Dataset records about object locations:

** begin **

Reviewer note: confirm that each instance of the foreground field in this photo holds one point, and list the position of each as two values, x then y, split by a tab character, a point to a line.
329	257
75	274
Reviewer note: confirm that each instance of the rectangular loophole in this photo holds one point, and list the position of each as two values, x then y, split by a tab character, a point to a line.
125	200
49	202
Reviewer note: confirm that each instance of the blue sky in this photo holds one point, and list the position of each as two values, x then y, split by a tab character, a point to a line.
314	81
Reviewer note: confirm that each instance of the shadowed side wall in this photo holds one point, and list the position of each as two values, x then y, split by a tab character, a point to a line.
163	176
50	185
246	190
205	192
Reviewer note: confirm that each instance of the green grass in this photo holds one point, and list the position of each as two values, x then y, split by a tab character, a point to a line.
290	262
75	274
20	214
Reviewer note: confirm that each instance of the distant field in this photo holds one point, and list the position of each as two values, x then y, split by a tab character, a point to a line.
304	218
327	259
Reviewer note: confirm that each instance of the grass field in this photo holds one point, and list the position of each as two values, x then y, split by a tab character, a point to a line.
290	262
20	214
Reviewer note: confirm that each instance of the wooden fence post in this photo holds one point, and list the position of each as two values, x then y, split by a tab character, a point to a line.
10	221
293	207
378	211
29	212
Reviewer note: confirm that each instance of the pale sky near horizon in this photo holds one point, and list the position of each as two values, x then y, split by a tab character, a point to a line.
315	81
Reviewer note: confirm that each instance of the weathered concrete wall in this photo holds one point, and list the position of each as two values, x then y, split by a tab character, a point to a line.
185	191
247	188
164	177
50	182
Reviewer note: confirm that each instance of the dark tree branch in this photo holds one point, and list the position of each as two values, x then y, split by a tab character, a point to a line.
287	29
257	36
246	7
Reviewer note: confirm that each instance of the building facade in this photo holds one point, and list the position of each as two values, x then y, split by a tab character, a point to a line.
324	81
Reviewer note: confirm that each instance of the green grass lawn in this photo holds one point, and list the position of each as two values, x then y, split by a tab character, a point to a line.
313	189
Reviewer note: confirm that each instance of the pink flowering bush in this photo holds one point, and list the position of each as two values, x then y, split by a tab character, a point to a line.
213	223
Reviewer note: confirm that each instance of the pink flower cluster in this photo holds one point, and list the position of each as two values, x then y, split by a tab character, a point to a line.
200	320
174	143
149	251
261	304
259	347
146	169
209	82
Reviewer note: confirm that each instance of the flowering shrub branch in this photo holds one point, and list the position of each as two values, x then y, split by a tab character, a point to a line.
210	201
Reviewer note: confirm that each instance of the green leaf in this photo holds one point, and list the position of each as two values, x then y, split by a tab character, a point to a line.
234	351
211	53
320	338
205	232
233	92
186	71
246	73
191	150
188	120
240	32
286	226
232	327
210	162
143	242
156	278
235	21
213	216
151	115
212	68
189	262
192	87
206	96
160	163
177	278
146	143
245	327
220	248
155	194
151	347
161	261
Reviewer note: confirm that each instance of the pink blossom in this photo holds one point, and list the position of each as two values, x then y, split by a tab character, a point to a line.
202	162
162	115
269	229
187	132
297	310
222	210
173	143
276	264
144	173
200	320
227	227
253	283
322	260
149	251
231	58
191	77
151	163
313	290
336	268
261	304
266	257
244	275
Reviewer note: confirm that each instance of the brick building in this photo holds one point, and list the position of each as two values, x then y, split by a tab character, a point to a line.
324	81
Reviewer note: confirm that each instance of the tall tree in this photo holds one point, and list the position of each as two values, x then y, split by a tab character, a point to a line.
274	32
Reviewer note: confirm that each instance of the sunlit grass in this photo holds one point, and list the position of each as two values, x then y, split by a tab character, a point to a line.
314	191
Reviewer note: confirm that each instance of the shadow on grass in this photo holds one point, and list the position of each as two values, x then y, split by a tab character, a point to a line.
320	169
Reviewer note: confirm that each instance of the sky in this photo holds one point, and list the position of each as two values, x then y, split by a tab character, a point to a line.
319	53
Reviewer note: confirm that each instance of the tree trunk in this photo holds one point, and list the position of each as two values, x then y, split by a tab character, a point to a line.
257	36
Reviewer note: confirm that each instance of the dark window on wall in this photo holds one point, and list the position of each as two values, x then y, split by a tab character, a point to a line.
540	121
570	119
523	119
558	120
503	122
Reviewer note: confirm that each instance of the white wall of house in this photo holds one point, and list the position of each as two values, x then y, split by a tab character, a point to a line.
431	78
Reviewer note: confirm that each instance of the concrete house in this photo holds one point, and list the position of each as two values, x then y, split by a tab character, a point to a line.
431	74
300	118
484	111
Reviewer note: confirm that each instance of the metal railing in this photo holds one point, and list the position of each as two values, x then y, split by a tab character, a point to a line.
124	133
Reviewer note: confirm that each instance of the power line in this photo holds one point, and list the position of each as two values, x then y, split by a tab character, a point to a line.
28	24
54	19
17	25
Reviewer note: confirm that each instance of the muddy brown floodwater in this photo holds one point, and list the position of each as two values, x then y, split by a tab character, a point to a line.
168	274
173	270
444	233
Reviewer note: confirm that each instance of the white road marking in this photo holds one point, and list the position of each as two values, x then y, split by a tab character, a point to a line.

** end **

[TO BE DONE]:
Repeat only the stretch of lines that opens with the line containing "Reviewer note: confirm that each instance of the concrete" and closes with the final line of the entries, both included, exactly as written.

[ANSWER TO THE TASK]:
Reviewer note: confirm that each instance of the concrete house in this photo holds one point, and list the position of each as two values, x then y, split by a tab character, a point to a line.
431	74
300	118
484	111
Reviewer note: confirm that each instance of the metal railing in this photo holds one point, and list the position of each as two values, x then y, split by a tab character, a point to a line.
124	133
Reviewer note: confirm that each instance of the power line in this photo holds one point, and list the position of each as two values, x then y, split by a tab character, a point to a line.
28	24
54	19
17	25
Reviewer note: confirm that each instance of the muddy brown floodwater in this photo holds one point, and list the position of each as two values, x then y, split by a tab character, a point to a line.
168	274
173	270
444	233
Reviewer note: confirm that each instance of the white road marking in this photo holds one point, and list the position of each as two values, x then y, split by a tab character, a point to a line.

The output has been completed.